2.3 Outcome Measures
The automatic detection of laryngeal carcinoma was carried out using Faster R-CNN, which is one of the most popular two-stage detection networks used for many medical image detection situations. The architecture of Faster R-CNN generally consists of the region proposal network (RPN) and Fast R-CNN detector, as shown in Figure 1. RPN is a deep fully convolutional network using simultaneous object boundaries and object scores prediction at each detection for generating high-quality region proposals. It should be highlighted that RPNs are introduced to share convolutional layers with the Fast R-CNN detector to a more effective detection network’s computation (Figure 1).15 Fast R-CNN includes region of interest (RoI) pooling, which produces the fixed-size feature maps from non-uniform inputs by doing max-pooling on the inputs, aiming to refine the proposals and process the sketch map.20
Results
After the training procedure described above, the CNN-based classifier was used to detect laryngeal lesions. Comparisons were conducted of laryngoscopic images detected by the CNN-based classifier with that by the pathological results to determine the diagnostic potential of the classification system for the testing dataset.

§ Work task A
Answer these questions about the passage on laryngeal carcinoma detection:
(i) Which two components make up the architecture of Faster R-CNN?
(ii) What operation does region of interest pooling perform on its inputs to produce fixed-size feature maps?
(iii) What were the laryngoscopic images detected by the CNN-based classifier compared with?
§ Work task B
Pick up the passage on laryngeal carcinoma detection after its last sentence and continue it.

(Stored items)
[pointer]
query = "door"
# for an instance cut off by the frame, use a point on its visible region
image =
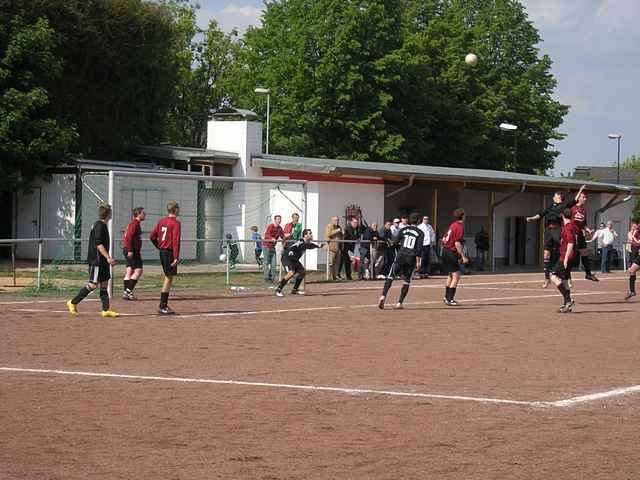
(29, 222)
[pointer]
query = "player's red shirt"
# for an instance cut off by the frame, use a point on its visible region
(579, 216)
(569, 235)
(454, 234)
(166, 235)
(132, 240)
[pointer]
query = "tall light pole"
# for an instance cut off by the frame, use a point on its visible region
(508, 127)
(617, 136)
(267, 92)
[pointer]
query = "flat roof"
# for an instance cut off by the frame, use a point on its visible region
(186, 154)
(469, 177)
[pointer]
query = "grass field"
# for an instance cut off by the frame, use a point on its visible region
(247, 385)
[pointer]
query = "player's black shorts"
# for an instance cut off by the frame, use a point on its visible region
(291, 264)
(99, 273)
(134, 262)
(561, 272)
(552, 239)
(166, 258)
(450, 262)
(403, 266)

§ Exercise output A
(i) The region proposal network (RPN) and the Fast R-CNN detector.
(ii) Max-pooling.
(iii) The pathological results.

§ Exercise output B
Among 89 cases of the malignant group, the classifier was able to accurately evaluate the laryngeal carcinoma in 66 cases (74.16%, sensitivity). For the benign lesions, the classifier was able to accurately assess lesions in 503 cases of the 640 cases in the benign group (78.59%, specificity). Furthermore, the CNN-based classifier achieved an overall accuracy of 78.05% on the testing dataset. The results for the classifier are summarized in Table 2 and Table 3.
Discussion
For years, the laryngoscope has been recommended as an essential tool for assessing vocal fold lesions. However, laryngoscopes have limitations in making diagnoses owing to subtle differences in mucosal tissue. Distinguishing different mucosa can be difficult, especially for early-stage laryngeal carcinoma. Insufficient experience and excessive workload can also lead to missed diagnosis and misdiagnosis. Therefore, an assistive system for identifying laryngeal carcinoma is needed to improve and standardize clinicians’ diagnostic capacity.
The Faster R-CNN detection system has the potential to analyze the characteristics, extract the images’ commonalities, and then classify the data. In our study, a 78.05% accurate rate was achieved. Our results confirmed that the model we have established could offer valuable clinical assistance to preliminarily screen patients with laryngeal carcinoma and identify patients with benign lesions. This system would be able to help clinicians make more efficient and accurate diagnoses and enable standardized evaluation.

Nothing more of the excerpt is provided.